Material for this task
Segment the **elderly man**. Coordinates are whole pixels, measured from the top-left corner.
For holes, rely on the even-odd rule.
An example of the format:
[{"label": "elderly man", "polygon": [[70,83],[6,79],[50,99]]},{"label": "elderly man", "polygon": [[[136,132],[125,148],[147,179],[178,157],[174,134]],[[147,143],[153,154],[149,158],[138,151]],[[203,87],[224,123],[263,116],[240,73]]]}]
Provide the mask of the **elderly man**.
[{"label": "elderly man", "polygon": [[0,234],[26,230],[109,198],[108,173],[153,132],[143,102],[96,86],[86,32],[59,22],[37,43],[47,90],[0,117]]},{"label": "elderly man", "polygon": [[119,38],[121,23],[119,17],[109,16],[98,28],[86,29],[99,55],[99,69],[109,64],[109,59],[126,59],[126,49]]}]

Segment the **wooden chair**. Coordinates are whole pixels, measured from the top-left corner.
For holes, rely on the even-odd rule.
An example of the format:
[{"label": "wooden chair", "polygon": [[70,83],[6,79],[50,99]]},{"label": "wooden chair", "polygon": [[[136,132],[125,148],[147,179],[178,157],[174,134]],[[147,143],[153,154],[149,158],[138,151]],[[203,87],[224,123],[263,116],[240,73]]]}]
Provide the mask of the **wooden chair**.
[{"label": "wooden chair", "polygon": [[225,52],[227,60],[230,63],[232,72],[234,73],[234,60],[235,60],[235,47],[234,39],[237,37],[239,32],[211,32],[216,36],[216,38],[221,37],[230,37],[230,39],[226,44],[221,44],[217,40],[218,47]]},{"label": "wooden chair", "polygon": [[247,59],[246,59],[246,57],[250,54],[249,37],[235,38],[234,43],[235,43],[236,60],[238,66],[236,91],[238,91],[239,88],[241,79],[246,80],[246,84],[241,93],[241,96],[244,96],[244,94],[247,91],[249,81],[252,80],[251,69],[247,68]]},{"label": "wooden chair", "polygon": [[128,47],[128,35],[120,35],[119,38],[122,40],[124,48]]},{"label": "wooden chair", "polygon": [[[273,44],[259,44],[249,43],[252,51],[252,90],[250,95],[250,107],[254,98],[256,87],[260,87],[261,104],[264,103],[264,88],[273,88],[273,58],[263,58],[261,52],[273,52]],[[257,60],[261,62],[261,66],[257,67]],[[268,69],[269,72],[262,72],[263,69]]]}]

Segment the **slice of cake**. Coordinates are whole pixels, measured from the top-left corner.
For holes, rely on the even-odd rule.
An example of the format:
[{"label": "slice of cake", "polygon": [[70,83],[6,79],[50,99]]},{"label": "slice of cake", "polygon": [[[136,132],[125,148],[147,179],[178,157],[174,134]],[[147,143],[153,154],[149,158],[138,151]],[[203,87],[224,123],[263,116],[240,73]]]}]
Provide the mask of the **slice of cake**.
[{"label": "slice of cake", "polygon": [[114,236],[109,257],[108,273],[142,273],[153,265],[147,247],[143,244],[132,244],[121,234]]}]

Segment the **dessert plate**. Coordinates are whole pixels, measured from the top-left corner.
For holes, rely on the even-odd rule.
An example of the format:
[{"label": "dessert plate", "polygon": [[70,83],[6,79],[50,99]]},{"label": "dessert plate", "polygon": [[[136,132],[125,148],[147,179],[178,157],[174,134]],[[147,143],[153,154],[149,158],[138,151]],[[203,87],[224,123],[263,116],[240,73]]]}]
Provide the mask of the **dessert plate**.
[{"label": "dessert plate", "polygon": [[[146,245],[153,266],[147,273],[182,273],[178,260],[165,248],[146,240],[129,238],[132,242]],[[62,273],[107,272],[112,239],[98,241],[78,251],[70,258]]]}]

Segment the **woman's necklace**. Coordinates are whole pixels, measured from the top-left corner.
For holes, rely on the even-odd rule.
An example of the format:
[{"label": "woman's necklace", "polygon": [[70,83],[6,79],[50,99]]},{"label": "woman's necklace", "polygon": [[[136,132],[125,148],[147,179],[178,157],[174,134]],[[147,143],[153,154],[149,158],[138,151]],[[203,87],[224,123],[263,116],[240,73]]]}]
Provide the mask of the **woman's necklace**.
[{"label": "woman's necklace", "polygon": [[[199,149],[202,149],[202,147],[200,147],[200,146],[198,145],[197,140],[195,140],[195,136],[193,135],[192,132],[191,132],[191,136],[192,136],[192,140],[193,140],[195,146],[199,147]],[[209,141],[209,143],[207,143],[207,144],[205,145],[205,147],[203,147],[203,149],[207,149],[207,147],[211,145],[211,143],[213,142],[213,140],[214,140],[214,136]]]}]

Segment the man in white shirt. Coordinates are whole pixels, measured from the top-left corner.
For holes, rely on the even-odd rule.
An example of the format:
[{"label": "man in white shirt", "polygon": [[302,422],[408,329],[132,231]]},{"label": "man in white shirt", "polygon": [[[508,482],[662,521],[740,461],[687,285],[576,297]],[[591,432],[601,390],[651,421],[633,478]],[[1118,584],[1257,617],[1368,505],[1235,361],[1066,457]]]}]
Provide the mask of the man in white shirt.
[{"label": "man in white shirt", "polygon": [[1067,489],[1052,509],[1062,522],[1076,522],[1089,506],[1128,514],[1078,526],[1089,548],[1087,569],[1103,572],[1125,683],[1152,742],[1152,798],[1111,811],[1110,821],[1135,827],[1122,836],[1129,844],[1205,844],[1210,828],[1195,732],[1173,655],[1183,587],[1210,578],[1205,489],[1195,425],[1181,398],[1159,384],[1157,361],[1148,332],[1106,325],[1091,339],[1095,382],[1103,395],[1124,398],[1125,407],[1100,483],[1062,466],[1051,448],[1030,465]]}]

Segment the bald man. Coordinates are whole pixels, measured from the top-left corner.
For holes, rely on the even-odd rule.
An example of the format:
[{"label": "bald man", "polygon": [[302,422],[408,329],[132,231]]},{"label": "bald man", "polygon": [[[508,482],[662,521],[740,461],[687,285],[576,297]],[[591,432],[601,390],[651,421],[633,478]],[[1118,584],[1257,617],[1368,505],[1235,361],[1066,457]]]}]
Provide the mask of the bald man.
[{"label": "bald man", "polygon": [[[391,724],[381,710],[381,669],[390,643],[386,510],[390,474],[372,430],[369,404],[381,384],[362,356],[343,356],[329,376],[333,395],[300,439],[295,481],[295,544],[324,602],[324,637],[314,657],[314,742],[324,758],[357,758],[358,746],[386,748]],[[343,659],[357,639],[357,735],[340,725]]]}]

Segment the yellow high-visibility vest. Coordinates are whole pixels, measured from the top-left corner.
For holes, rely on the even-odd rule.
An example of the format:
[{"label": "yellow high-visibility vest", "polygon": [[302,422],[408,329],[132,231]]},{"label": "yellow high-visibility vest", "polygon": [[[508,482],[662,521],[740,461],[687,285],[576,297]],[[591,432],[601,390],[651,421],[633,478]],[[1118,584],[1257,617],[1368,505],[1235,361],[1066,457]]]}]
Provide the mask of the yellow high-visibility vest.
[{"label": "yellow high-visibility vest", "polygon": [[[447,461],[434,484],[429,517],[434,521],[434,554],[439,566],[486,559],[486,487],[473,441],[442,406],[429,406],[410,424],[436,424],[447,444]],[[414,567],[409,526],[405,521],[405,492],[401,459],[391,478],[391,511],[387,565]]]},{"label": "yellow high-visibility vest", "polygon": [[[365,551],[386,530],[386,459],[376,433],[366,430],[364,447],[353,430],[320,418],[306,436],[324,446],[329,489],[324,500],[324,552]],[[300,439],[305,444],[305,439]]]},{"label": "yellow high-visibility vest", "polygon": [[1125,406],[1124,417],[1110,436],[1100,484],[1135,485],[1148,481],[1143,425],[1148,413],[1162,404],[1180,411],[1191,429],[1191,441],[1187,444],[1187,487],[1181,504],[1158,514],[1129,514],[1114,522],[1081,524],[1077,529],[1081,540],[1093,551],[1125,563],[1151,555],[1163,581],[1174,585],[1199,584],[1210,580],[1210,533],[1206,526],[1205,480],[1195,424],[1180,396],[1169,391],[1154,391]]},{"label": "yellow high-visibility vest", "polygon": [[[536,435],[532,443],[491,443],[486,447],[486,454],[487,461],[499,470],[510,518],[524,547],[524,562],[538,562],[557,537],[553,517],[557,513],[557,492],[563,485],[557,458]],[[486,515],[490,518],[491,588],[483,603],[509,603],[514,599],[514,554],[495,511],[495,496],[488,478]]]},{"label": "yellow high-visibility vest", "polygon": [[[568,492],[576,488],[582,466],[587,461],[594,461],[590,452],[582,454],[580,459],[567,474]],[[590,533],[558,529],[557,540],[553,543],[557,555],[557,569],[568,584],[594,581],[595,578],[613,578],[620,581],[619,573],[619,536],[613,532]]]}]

Written problem
Locate every line in the data above that contains the string "slice", treating uppercase and lowercase as distinct, and copy each such line in full.

Task result
Segment the **slice of cake**. Coordinates are whole pixels, measured from the top-left corner.
[{"label": "slice of cake", "polygon": [[70,83],[6,79],[50,99]]},{"label": "slice of cake", "polygon": [[[136,132],[125,148],[147,179],[178,157],[174,134]],[[147,143],[153,154],[149,158],[138,151]],[[203,87],[224,123],[263,116],[240,73]]]}]
Provide the mask of the **slice of cake**.
[{"label": "slice of cake", "polygon": [[114,236],[109,257],[108,273],[142,273],[153,265],[147,247],[143,244],[132,244],[121,234]]}]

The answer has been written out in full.